## Passage shown
I was put in the London County Council School. At that time, I had no shoes on my feet. There was a School Board man who used to visit if you didn't go to school and they used to threaten the parents that they would prosecute them if children didn't go to school. So I had to go to school. I went climbing up the stairs at school, with no shoes and socks. My headmistress, Miss McCrae, she was a proper bitch. No matter what illness the children had, she demanded that they went to school.

Joe Garroway

When I first started school it was just a room at the primitive chapel. I must have been a bad boy because I was put down into the cellar, and when dinnertime came they forgot I was there. Well it so happened my little sister, two years old, was buried that day. When I didn't turn up my uncle came to seek me. He came and shouted down to the cellar where I was crying. He said, ‘I'll get you out, lad!’ and he went and saw the caretaker. As I came up the steps to my uncle the teachers came back into the school, and he said, ‘Who's put him down there?’ My teacher was Miss Clark, and she said, ‘I have.’ He said, ‘Take that’ and whacked her and he walked out again.

Bessy Ruben

There was a lot of poverty. We had a girl in my class called Nelly – she was a Christian girl and I liked her very much. She used to come to school without shoes on her feet. I couldn't understand it – no shoes and stockings, and it was the middle of winter and raining. She used to sit next to me, and I said, ‘ Aren't you cold?’ Her feet were so cold. I used to go home to her house for tea very often, and I could smell a very nice, welcoming smell – it was bacon. Although her mother offered it to me, I had an idea I mustn't eat it. I told my mother what had happened, and asked her, ‘Why mustn't I eat it?’ I couldn't have been more than nine at the time. And mother said, ‘Because it's not very healthy.’ And I said, ‘But Nelly Conlan walks about with bare feet, and she's never had a cold in her life!’

Don Murray

We used to go round by the girls' school and watch them come out and make fun of them. But the girls had a way of joining together and instead of going home separately, they used to go home in groups, singing a song that's quite popular now, ‘Strawberry Fair’:

As I was going to Strawberry Fair,

Singing, singing, buttercups and daisies …

And they used to do a little dance and then they each branched off as they got to their homes.

Emma Ford

We all wore pinafores at school. They practically covered our dresses. And the boys wore what they called ‘ganseys’, which are jerseys. They were mostly handouts, and some of them would be too big and some of them too small.

## Records shown
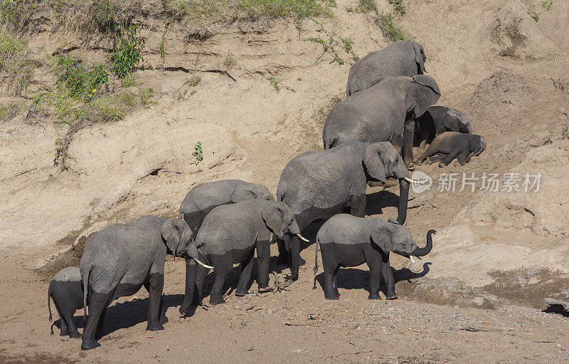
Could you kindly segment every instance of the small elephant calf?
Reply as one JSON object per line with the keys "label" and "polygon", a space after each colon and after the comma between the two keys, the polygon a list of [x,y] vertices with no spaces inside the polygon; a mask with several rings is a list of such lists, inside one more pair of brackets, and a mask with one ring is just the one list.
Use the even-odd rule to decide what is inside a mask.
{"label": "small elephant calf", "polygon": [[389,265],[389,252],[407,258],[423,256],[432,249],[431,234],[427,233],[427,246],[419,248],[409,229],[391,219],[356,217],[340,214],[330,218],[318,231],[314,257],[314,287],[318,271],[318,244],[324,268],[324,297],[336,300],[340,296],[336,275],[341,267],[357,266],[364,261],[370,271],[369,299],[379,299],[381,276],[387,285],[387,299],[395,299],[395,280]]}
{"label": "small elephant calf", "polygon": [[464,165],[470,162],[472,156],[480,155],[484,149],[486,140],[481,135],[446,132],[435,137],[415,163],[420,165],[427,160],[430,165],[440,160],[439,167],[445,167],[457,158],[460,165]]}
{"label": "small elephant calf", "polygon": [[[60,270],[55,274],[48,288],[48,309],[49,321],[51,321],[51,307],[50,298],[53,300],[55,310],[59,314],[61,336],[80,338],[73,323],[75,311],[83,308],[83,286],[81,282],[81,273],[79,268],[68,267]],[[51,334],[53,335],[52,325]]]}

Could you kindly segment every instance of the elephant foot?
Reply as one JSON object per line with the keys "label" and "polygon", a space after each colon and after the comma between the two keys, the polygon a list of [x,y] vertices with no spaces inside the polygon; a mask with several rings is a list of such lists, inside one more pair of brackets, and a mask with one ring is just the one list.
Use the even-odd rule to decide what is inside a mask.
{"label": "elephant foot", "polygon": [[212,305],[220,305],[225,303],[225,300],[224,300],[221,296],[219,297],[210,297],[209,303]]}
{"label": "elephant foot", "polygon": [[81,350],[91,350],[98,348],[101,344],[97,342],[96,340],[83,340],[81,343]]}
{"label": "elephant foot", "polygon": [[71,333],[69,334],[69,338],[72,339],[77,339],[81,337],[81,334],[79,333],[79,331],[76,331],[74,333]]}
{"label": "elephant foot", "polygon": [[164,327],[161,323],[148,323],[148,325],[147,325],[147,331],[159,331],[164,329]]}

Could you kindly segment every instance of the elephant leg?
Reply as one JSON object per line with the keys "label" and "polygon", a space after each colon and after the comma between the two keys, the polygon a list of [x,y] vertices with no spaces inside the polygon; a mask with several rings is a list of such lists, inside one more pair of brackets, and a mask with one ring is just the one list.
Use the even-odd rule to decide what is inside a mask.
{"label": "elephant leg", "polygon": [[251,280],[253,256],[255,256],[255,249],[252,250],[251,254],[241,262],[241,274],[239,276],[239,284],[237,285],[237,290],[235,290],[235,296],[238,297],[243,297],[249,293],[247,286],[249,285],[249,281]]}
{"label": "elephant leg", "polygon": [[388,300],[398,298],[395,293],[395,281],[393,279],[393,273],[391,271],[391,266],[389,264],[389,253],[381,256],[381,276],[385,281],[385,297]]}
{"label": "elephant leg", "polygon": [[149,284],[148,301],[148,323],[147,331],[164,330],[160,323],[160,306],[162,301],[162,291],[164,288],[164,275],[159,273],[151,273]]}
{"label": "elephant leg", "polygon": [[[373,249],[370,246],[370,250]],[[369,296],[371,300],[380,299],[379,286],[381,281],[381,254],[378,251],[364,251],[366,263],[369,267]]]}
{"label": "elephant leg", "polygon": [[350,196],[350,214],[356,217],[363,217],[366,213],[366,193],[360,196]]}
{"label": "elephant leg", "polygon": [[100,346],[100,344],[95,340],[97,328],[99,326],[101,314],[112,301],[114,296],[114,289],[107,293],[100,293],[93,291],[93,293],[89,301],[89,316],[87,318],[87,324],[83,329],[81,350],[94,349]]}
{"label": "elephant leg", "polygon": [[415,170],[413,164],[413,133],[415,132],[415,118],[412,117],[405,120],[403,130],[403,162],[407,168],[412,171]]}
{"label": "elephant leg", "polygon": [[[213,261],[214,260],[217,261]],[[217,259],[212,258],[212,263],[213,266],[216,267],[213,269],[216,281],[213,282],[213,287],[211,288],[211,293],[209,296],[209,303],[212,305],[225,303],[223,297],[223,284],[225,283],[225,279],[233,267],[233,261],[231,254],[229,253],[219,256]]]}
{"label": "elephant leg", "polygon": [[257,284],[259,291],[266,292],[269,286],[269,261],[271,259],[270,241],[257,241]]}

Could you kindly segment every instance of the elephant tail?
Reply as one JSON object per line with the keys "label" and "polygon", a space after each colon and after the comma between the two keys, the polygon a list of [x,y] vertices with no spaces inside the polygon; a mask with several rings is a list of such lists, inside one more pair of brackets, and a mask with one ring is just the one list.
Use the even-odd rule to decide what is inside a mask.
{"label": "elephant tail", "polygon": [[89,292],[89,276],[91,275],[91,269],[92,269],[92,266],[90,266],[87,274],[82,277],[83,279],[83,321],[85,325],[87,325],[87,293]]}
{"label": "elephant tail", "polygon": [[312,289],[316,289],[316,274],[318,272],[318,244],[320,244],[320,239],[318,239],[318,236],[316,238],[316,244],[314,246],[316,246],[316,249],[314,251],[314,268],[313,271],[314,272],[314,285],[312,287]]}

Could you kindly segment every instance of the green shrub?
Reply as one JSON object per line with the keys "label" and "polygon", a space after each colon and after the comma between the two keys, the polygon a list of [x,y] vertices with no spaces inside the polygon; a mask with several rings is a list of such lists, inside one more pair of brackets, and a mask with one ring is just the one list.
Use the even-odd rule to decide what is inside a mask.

* * *

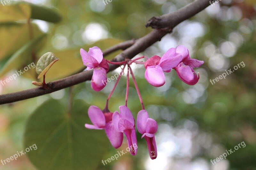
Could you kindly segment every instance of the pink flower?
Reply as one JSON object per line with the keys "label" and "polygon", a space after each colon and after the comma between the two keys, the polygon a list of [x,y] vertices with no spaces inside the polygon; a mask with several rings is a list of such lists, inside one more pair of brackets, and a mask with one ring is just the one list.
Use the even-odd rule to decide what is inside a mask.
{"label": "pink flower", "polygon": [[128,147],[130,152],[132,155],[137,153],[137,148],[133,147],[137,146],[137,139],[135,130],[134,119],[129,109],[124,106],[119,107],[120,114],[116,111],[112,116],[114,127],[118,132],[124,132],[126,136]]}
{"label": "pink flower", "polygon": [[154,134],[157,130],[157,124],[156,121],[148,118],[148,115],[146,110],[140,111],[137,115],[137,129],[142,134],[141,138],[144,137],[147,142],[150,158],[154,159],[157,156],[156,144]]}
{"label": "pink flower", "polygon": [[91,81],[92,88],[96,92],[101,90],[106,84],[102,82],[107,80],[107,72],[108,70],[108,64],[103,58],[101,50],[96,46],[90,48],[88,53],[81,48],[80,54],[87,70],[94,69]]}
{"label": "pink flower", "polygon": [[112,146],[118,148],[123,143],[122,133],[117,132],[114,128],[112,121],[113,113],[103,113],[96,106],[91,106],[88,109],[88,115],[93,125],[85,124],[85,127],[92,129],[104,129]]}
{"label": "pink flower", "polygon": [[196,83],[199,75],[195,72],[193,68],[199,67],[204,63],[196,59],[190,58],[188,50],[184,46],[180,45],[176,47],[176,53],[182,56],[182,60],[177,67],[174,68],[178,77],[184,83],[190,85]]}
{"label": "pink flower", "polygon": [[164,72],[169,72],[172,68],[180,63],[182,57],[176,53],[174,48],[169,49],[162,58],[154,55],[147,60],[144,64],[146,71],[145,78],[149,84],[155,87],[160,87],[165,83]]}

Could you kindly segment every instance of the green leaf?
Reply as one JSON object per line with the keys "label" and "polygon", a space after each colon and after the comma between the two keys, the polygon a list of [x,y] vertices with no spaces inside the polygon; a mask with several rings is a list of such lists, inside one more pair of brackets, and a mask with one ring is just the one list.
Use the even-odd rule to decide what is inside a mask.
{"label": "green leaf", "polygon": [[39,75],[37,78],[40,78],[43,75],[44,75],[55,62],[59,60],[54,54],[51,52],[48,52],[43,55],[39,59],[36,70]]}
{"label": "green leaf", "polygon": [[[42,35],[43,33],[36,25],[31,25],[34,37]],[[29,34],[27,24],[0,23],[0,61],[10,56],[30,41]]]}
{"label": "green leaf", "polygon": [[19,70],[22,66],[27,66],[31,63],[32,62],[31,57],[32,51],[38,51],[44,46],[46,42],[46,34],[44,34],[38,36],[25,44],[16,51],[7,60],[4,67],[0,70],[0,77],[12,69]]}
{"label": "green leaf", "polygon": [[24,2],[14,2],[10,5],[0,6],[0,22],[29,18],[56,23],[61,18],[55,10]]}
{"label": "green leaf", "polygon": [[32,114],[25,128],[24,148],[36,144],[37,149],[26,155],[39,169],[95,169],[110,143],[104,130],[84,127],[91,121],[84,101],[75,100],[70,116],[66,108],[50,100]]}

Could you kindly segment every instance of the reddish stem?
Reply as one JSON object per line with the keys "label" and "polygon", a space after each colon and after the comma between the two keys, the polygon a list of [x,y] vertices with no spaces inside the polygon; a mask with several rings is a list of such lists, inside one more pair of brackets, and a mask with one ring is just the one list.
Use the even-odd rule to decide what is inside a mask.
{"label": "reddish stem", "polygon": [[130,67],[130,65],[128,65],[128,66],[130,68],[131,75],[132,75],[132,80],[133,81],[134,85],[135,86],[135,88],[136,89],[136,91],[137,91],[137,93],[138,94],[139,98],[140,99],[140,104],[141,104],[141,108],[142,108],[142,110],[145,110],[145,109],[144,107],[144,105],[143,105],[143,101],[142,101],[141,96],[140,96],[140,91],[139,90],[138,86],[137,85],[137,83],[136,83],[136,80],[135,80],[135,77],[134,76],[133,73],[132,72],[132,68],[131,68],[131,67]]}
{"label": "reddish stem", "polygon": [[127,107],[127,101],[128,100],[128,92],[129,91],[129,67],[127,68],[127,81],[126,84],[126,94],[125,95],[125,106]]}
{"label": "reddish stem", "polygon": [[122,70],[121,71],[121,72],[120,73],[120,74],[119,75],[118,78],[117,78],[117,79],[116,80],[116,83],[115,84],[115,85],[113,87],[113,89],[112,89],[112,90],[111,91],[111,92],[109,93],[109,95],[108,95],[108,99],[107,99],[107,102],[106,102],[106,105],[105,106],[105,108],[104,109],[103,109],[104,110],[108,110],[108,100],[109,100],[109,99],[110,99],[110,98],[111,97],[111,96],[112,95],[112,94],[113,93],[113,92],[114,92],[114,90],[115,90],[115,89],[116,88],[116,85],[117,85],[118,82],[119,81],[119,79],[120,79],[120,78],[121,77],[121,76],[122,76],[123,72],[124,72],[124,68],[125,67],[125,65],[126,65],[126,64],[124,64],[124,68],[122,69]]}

## Required work
[1] Edit the school memories: begin at the words "We all wore", stop after "them too small.", and put "aprons" in place of "pinafores".
[2] Continue the school memories after their last sentence.

## Solved problems
[1]
We all wore aprons at school. They practically covered our dresses. And the boys wore what they called ‘ganseys’, which are jerseys. They were mostly handouts, and some of them would be too big and some of them too small.

[2]
Bessy Ruben

After the Russian pogroms, there was an influx of Jews to our area – the East End of London. There were a lot of children who had to go to school. Some were big girls, twelve or thirteen, and you couldn't put them in the infants' school, so a lot of them came to our school. The older girls like myself were given a class, just to teach them to speak English. I remember one girl – when I told her to say ‘and’ she couldn't. She said ‘aernd’ and she said ‘royce’ for ‘rose’. This used to annoy me, and I did bully the poor girl a bit. One day, in the playground, she was standing in a corner, crying. I went over to her, and I said in Yiddish, ‘Why are you crying?’ and she said, in Yiddish, ‘Everyone's laughing at me. You laugh at me. I can't say like you say the word in English. I can't say “rose” – I say “royce”.’ I said, ‘But you've just said “rose”!’ After that I became very friendly with her.

Florrie Passman

My sister and I went to the Aldersgate Ward School. It wasn't a Jewish school, and my sister and I were the only Jewish girls in our class. My mother, although she was very orthodox, was very broad-minded. Not like some people who said to their children, ‘If they're going to have prayers, you must come out!’ But luckily, my mother said, ‘You must go to prayers and do everything, because when you get older, how will you know which is right and which is wrong? How will you go anywhere? What will you do if you don't know what they're talking about?’ And do you know, I got the prize for the New Testament!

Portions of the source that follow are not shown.